+++ PROVIDED INFORMATION

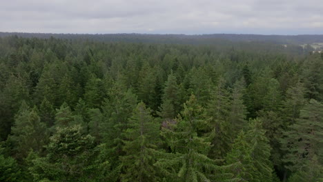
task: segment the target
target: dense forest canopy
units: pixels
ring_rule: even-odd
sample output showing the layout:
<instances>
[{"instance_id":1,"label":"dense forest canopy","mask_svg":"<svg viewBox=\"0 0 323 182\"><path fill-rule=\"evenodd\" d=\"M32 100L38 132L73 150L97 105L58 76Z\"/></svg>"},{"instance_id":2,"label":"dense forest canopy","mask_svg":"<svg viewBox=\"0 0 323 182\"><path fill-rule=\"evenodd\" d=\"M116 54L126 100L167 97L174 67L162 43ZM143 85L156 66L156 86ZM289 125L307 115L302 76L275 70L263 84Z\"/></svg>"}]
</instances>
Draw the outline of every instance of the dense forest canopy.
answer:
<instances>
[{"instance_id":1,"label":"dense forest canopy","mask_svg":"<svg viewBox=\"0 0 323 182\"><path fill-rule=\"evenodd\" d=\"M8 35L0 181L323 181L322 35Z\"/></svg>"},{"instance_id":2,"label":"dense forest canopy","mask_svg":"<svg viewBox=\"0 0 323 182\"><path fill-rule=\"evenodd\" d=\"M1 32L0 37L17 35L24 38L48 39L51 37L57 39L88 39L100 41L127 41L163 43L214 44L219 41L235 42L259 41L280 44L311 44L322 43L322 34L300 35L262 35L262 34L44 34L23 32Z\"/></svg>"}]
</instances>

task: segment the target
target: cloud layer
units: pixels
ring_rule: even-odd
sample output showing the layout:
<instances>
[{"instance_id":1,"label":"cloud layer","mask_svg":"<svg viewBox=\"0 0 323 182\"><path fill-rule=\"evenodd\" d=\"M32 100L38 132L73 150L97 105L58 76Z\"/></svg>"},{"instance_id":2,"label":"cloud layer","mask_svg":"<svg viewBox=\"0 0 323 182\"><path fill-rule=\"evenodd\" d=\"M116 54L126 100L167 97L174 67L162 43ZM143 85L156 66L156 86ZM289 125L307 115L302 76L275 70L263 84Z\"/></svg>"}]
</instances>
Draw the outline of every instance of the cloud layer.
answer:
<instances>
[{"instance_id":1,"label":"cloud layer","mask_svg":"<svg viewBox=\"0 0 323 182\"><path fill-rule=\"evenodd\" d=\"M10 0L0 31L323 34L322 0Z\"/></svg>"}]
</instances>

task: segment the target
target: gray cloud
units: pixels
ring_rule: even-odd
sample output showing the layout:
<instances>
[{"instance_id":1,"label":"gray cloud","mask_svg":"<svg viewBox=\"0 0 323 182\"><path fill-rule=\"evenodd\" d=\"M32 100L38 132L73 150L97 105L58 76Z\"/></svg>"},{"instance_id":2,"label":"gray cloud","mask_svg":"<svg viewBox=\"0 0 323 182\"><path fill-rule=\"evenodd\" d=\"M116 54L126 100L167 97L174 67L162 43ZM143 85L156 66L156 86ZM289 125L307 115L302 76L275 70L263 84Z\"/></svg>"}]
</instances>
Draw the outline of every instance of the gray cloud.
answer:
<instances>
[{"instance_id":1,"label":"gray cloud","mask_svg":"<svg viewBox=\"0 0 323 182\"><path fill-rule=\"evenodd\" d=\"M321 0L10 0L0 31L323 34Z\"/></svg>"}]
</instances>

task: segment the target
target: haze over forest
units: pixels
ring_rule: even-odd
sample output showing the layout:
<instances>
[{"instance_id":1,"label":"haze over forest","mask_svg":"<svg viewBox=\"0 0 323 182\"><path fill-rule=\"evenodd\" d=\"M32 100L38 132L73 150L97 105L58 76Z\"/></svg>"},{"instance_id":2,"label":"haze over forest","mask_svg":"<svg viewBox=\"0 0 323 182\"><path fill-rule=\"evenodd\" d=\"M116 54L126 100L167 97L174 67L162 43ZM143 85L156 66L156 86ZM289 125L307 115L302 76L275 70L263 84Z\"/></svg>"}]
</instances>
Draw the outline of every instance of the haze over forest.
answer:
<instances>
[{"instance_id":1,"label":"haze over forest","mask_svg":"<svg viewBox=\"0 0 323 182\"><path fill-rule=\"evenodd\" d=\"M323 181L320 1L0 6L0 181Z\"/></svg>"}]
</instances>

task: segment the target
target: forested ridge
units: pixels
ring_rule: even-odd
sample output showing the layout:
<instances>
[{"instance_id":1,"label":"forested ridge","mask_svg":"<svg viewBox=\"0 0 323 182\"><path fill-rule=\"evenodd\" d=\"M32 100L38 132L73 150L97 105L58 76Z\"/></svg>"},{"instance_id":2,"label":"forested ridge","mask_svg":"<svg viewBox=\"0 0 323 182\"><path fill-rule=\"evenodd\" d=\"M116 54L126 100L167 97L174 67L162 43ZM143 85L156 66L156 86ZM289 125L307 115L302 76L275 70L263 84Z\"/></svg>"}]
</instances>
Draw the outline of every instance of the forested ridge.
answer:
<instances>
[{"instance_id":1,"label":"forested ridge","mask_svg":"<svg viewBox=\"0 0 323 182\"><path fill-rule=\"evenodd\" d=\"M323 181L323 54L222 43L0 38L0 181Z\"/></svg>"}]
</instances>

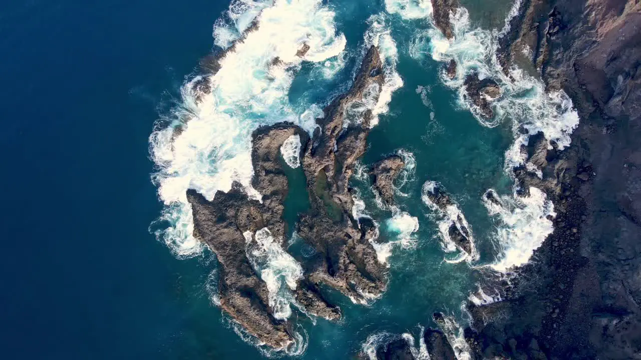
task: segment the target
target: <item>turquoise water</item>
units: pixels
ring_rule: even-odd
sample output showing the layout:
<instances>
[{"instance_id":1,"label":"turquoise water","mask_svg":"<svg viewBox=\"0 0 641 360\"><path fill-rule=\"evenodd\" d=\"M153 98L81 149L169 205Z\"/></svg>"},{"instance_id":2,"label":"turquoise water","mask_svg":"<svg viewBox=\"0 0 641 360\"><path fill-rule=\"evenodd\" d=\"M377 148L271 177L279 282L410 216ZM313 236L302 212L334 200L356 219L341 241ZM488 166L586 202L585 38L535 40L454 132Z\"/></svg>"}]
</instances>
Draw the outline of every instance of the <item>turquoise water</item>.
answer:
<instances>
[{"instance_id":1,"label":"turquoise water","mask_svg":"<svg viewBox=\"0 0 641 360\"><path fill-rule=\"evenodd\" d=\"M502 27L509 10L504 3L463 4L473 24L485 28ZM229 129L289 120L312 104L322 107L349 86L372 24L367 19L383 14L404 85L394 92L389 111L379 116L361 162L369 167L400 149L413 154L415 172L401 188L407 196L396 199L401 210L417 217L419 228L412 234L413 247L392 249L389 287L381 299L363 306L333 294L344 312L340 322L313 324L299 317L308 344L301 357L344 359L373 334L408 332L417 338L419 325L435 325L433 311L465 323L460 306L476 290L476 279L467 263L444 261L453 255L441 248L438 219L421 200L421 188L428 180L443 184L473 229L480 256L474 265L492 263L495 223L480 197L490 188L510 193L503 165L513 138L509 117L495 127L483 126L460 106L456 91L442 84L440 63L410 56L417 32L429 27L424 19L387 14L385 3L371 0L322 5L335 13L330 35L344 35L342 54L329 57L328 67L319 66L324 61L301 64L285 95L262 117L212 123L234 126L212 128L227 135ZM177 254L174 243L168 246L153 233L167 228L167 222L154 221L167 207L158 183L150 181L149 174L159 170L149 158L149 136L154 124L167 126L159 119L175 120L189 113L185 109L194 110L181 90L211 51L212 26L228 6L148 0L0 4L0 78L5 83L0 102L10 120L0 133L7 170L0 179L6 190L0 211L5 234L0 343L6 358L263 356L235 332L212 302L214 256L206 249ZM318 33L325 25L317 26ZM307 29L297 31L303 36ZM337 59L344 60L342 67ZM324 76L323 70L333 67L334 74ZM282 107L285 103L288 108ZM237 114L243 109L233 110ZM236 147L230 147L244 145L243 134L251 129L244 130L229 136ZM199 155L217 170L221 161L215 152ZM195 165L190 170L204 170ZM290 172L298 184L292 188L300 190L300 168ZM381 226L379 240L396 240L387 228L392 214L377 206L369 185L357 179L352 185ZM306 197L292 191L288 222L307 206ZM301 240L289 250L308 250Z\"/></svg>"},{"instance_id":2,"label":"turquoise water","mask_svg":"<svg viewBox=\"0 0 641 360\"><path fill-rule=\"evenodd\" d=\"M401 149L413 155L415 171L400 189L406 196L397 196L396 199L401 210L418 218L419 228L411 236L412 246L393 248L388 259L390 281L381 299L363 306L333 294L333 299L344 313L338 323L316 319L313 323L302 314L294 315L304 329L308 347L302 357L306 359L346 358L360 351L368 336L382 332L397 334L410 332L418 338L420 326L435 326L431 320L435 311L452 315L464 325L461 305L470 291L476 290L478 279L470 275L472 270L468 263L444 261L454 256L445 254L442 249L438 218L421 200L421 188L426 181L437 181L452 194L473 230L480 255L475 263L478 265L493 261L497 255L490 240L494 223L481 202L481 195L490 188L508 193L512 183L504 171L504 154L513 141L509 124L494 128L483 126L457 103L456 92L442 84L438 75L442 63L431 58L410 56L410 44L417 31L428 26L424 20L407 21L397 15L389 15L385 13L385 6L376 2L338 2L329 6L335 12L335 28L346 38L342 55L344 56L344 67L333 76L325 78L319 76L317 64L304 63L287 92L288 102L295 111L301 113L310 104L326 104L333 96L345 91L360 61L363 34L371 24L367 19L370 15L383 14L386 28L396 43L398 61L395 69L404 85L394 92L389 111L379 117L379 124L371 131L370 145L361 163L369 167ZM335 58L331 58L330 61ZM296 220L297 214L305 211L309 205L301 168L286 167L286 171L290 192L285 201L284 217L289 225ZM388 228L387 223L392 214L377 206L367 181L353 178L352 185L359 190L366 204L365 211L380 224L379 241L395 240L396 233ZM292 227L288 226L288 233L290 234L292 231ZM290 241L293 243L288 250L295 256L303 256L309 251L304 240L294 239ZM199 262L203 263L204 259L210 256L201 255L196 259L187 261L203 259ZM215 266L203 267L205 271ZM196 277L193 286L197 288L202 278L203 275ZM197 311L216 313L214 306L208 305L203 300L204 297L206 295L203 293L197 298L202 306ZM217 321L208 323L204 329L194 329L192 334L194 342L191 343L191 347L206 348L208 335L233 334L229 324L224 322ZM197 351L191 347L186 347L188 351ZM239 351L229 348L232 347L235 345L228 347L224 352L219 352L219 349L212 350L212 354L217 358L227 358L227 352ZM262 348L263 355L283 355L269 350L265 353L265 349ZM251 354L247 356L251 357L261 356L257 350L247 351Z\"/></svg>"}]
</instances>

++++++
+++ PROVIDED INFORMATION

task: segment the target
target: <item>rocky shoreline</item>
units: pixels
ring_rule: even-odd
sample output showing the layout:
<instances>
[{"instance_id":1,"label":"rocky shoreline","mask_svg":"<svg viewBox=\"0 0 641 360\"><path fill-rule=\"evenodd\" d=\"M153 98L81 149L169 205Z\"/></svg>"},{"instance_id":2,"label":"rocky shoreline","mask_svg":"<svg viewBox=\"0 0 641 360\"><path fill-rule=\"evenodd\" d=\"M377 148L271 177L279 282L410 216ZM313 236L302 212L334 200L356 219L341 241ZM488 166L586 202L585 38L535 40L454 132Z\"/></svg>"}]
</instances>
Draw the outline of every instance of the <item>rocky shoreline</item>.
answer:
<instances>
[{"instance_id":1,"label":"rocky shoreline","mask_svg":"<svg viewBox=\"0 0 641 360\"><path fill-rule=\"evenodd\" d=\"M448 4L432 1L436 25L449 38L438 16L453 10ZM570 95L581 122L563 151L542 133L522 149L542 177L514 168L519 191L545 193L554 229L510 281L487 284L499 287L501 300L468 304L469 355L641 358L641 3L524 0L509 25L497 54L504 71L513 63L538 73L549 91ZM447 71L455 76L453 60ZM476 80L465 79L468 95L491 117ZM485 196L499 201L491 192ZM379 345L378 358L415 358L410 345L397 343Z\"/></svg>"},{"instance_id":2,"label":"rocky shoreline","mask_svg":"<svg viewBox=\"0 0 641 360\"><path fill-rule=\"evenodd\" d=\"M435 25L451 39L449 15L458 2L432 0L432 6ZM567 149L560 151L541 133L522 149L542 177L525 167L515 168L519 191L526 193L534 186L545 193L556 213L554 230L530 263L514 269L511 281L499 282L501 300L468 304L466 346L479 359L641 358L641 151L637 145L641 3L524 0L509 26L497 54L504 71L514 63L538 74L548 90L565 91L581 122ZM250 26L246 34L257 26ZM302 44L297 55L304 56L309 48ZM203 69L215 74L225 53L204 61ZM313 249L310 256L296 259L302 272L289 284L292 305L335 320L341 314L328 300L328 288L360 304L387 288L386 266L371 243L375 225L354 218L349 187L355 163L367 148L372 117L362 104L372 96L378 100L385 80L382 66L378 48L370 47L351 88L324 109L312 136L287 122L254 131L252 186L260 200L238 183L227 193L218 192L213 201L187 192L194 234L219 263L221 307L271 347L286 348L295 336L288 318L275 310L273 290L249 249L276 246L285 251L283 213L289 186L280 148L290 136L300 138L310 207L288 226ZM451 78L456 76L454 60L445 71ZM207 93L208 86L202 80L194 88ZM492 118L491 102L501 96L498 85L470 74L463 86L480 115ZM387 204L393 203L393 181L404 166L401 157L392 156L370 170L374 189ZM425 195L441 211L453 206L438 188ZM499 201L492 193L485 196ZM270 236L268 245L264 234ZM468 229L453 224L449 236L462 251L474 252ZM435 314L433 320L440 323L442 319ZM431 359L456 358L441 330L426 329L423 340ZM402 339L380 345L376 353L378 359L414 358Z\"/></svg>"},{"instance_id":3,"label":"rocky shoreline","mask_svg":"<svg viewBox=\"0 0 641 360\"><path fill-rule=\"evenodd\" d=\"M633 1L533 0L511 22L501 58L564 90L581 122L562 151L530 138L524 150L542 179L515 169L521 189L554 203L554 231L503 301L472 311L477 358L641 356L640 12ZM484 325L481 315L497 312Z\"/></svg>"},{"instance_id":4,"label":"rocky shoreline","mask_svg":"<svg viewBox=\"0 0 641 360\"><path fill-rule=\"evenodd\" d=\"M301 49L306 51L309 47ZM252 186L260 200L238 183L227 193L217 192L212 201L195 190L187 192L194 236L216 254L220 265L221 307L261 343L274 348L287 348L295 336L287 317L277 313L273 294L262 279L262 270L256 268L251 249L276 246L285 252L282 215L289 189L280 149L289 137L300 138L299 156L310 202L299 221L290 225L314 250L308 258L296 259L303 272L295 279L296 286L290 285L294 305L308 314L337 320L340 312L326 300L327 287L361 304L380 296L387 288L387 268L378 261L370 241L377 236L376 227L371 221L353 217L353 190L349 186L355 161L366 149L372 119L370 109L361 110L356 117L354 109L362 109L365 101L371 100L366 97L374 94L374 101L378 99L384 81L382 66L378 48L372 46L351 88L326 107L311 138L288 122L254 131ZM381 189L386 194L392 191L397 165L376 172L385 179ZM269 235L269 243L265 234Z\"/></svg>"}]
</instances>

++++++

### PROBLEM TO WORK ON
Pick out every line in the entries above that contains the string "ridge", and copy each of those lines in full.

### FULL ANSWER
target: forested ridge
[{"instance_id":1,"label":"forested ridge","mask_svg":"<svg viewBox=\"0 0 323 182\"><path fill-rule=\"evenodd\" d=\"M32 100L38 132L73 150L97 105L58 76Z\"/></svg>"},{"instance_id":2,"label":"forested ridge","mask_svg":"<svg viewBox=\"0 0 323 182\"><path fill-rule=\"evenodd\" d=\"M116 54L126 100L167 97L174 67L162 43ZM143 85L156 66L156 86ZM289 125L307 115L302 76L275 70L263 84Z\"/></svg>"}]
Draw the outline of every instance of the forested ridge.
[{"instance_id":1,"label":"forested ridge","mask_svg":"<svg viewBox=\"0 0 323 182\"><path fill-rule=\"evenodd\" d=\"M323 181L323 54L222 43L0 38L0 181Z\"/></svg>"}]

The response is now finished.